* **Work to complete**:
Change "series" to "sequence" in the part of the post on hit points that opens with the words "This is another" and closes with "be found here.", and write out that part again.

* **Excerpt provided**:
This is another post on what seems to be turning into a series of re-imaginings of D&D-style RPG play. In fact, I’ve gone to Obsidian Portal and started creating a wiki in order to keep everything organized; for the curious, it can be found here.
The most recent target of my de- and re-construction is “hit points.” Briefly, hit points (HP) are a nebulous and problematic concept — for a far more thorough discussion of the weirdness that is “hit points” by a far more knowledgeable guy, try here. Generally your character will have a supply of HP with a preordained maximum. Taking damage from enemy attacks, falling, kitchen accidents, etc. subtracts HP from the supply; losing them all means the character dies, or at least is hovering on death’s door. Magical healing and medical care can bring the supply back up, but no higher than the maximum.
I kind of want to combine hit points with stamina and Call-of-Cthulhu-style Sanity stat (“mental hit points,” if you will). Then I flip the polarity: no more subtraction, and no more counter-intuitive situations with “negative hit points.”
Survival Meters and Depletion Meters
My proposal is for three separate “meters” representing the character’s ability to withstand physical and mental wear and tear. The first will be good old hit points; the second, endurance (points?); and the third, stability.

* **Available data**:
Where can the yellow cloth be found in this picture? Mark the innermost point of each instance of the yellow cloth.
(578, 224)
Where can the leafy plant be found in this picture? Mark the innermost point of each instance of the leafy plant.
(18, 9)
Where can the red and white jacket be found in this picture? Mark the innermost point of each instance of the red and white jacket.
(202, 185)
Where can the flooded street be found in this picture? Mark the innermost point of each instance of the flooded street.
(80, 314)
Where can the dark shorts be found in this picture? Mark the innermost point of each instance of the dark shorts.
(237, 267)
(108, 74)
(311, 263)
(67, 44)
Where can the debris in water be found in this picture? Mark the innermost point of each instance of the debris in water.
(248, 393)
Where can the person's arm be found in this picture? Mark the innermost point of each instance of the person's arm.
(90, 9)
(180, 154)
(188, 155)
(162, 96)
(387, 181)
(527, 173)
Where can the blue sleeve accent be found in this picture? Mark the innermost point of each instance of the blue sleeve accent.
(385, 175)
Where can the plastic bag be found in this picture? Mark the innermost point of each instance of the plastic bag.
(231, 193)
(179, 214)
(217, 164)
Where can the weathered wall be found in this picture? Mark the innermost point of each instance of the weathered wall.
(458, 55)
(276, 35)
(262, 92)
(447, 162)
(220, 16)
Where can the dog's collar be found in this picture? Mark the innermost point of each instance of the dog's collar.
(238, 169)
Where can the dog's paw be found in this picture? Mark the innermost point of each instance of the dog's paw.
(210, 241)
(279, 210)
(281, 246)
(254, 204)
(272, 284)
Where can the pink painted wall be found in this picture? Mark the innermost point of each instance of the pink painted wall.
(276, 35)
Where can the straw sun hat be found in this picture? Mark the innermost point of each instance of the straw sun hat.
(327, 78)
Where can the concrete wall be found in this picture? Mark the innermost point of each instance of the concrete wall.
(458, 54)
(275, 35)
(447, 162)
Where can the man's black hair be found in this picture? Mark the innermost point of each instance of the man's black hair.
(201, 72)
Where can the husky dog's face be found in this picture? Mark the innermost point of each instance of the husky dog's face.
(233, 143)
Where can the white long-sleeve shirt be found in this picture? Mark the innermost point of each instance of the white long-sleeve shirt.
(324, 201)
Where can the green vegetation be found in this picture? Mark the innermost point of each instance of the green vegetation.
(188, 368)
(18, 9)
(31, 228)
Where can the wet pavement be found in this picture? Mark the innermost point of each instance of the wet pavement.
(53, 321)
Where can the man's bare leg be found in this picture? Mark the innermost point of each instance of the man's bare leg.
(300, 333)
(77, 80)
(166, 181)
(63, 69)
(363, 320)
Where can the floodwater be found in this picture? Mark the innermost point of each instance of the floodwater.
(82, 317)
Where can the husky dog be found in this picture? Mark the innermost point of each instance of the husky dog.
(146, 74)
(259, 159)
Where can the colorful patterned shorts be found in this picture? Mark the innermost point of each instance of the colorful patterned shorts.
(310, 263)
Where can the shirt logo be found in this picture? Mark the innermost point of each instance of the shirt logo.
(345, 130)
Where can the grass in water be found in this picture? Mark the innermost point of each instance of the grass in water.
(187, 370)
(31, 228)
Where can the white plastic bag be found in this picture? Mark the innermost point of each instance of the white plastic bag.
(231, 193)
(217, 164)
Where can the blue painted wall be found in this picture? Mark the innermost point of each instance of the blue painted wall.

* **Output of the task**:
This is another post on what seems to be turning into a sequence of re-imaginings of D&D-style RPG play. In fact, I’ve gone to Obsidian Portal and started creating a wiki in order to keep everything organized; for the curious, it can be found here.